Pétrole: Haro sur la province pauvre !

(La question du pétrole albertain étant d’actualité, je republie cette semaine une série de billets de 2010 à ce sujet.)
pauvreteLa tension entre l’Alberta et le Québec ne fait que commencer. Nous l’avons vu depuis le début de la semaine: l’augmentation de la production pétrolière et la montée du prix du baril va faire de la province riche une province hyper-riche. Nous avons vu aussi que la pression ainsi exercée par le pétrole sur le dollar canadien allait continuer à détruire des emplois manufacturiers au Québec (et en Ontario).

C’est donc inéluctable: non seulement l’enrichissement de l’Alberta va rendre le Québec relativement plus pauvre dans la fédération (notre économie ne peut croître à leur rythme, car nous n’avons pas de pétrole). Mais les effets pervers de la montée du pétrole et du dollar détruisent et détruiront nos emplois manufacturiers, ce qui poussera le Québec à devenir absolument plus pauvre.

Or, que fait-on avec les pauvres ? Deux choses: on les aide, du moins un temps. Puis, on les tient responsables de leur pauvreté et on leur coupe les vivres. C’est exactement ce qui a commencé à se produire, depuis 14 mois.

1. La péréquation

Tout le monde le sait, le Québec est la province qui reçoit le plus gros chèque de péréquation. (Tous les contribuables canadiens contribuent, par leurs impôts fédéraux, à la péréquation, mais seulement certaines provinces reçoivent ce chèque d’Ottawa). On peut arguer que le Québec reçoit ainsi en «aide sociale fiscale» ce que d’autres, notamment l’Ontario, ont reçu pendant des décennies en investissements productifs et créateurs d’emplois, y compris les quelque 40 milliards fédéraux investis dans les sables bitumineux albertains pour les rendre rentables.

Reste que les finances du Québec sont maintenant accrocs à la péréquation, à hauteur de 8,5 milliards pour l’année en cours. Les sables mouvants que constituent pour le Québec — et pour l’Ontario, maintenant membre du club des provinces recevant les chèques — la montée du pétrole et du dollar, les poussent à vouloir toujours plus de péréquation pour rester à flot, d’autant que l’enrichissement de l’Ouest rend ces sommes disponibles.

Ils devront pourtant s’en passer, car les années de vaches grasses sont déjà terminées… pour les provinces maigres. En décembre 2008, le gouvernement fédéral a unilatéralement modifié le mode de calcul de la péréquation pour en freiner fortement la croissance. Cette décision a coûté un milliard au Québec pour l’année en cours, et pour toutes les autres. C’est toute la courbe d’augmentation de l’aide sociale fiscale qui vient d’être aplatie.

> **TÂCHES**:
• 1. Recopiez le texte sur le pétrole albertain, de « Or, que fait-on » à « les rendre rentables. ».
• 2. Prolongez le texte sur le pétrole albertain à partir de l'endroit où il s'arrête.

> **LISTE DES ENTRÉES**:
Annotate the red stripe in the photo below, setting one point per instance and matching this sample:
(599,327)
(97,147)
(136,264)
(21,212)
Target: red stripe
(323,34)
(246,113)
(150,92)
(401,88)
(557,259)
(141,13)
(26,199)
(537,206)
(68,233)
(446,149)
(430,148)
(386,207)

> **RÉPONSES**:
• 1.
Or, que fait-on avec les pauvres ? Deux choses: on les aide, du moins un temps. Puis, on les tient responsables de leur pauvreté et on leur coupe les vivres. C’est exactement ce qui a commencé à se produire, depuis 14 mois.

1. La péréquation

Tout le monde le sait, le Québec est la province qui reçoit le plus gros chèque de péréquation. (Tous les contribuables canadiens contribuent, par leurs impôts fédéraux, à la péréquation, mais seulement certaines provinces reçoivent ce chèque d’Ottawa). On peut arguer que le Québec reçoit ainsi en «aide sociale fiscale» ce que d’autres, notamment l’Ontario, ont reçu pendant des décennies en investissements productifs et créateurs d’emplois, y compris les quelque 40 milliards fédéraux investis dans les sables bitumineux albertains pour les rendre rentables.

• 2.
Le freinage n’est pas terminé. Si le gouvernement fédéral, dirigé par un Albertain, a mis le frein à main, le nouveau ministre albertain des Finances, Ted Morton, voudrait faire marche arrière. Dans une lettre envoyée au Globe and Mail le 22 janvier 2010, Morton met en cause le fondement même du principe de la péréquation. C’est un système, croit-il, qui encourage les provinces pauvres à rester paresseuses. Comme le BS pour les individus pauvres. J’exagère ? Jugez vous-mêmes. Ce système, écrit-il,

contribue à faire en sorte que la productivité canadienne ne croisse pas au rythme des autres pays du G8. Les provinces qui reçoivent de la péréquation sont moins enclines à réduire leurs taxes car, si elles le faisaient, les bénéfices qu’elles en retireraient [en augmentation de l’activité économique] entraîneraient une réduction de leur chèque de péréquation. Or les impôts et taxes élevées font fuir les investissements et tuent les emplois. Alors le nombre de contribuables potentiels se réduit, les revenus fiscaux déclinent, et la péréquation augmente. C’est un cercle vicieux.

Évidemment, avec cet argument, il est dans l’intérêt de la province pauvre de lui couper au maximum sa péréquation. L’Alberta est donc aujourd’hui officiellement en campagne pour réduire le système même qui permettrait de compenser l’appauvrissement relatif et absolu que son propre enrichissement provoque au Québec et en Ontario.

2. Un ressentiment spécifiquement anti-Québec

J’en ai récemment parlé sur ce blogue, l’Alberta est, après le Nouveau-Brunswick, la province canadienne où on compte le plus de citoyens qui détestent (précisément, qui ont une opinion «hautement défavorable») des Québécois. Ils sont 11% dans ce cas. Au total, 30% des Albertains ont une opinion défavorable des Québécois, contre 47% qui en ont une opinion favorable (22% ne savent pas ou refusent de répondre). Ce n’est peut-être pas un hasard si c’est le ministre canadien de l’Environnement, élu en Alberta, Jim Prentice, qui qualifie de «folly» une politique québécoise sur les émissions polluantes des voitures qui est pourtant adoptée par 14 États américains, dont la Californie.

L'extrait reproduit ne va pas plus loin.